◆ STORED RECORDS
____

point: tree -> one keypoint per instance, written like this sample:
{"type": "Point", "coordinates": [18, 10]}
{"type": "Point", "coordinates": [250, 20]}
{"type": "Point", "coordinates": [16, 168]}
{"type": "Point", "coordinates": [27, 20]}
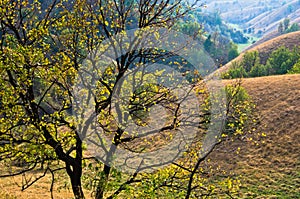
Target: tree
{"type": "Point", "coordinates": [286, 23]}
{"type": "Point", "coordinates": [250, 59]}
{"type": "Point", "coordinates": [282, 60]}
{"type": "Point", "coordinates": [233, 52]}
{"type": "Point", "coordinates": [294, 27]}
{"type": "Point", "coordinates": [45, 53]}
{"type": "Point", "coordinates": [280, 28]}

____

◆ WORK TO DO
Rewrite the material with "tree" substituted by "bush" and everything else unchanged, omitting the pictures.

◆ SOLUTION
point: bush -> one keypoint per instance, written like this sample:
{"type": "Point", "coordinates": [18, 10]}
{"type": "Point", "coordinates": [250, 20]}
{"type": "Point", "coordinates": [16, 168]}
{"type": "Point", "coordinates": [27, 20]}
Target: bush
{"type": "Point", "coordinates": [286, 23]}
{"type": "Point", "coordinates": [250, 59]}
{"type": "Point", "coordinates": [282, 60]}
{"type": "Point", "coordinates": [233, 52]}
{"type": "Point", "coordinates": [294, 27]}
{"type": "Point", "coordinates": [45, 53]}
{"type": "Point", "coordinates": [280, 28]}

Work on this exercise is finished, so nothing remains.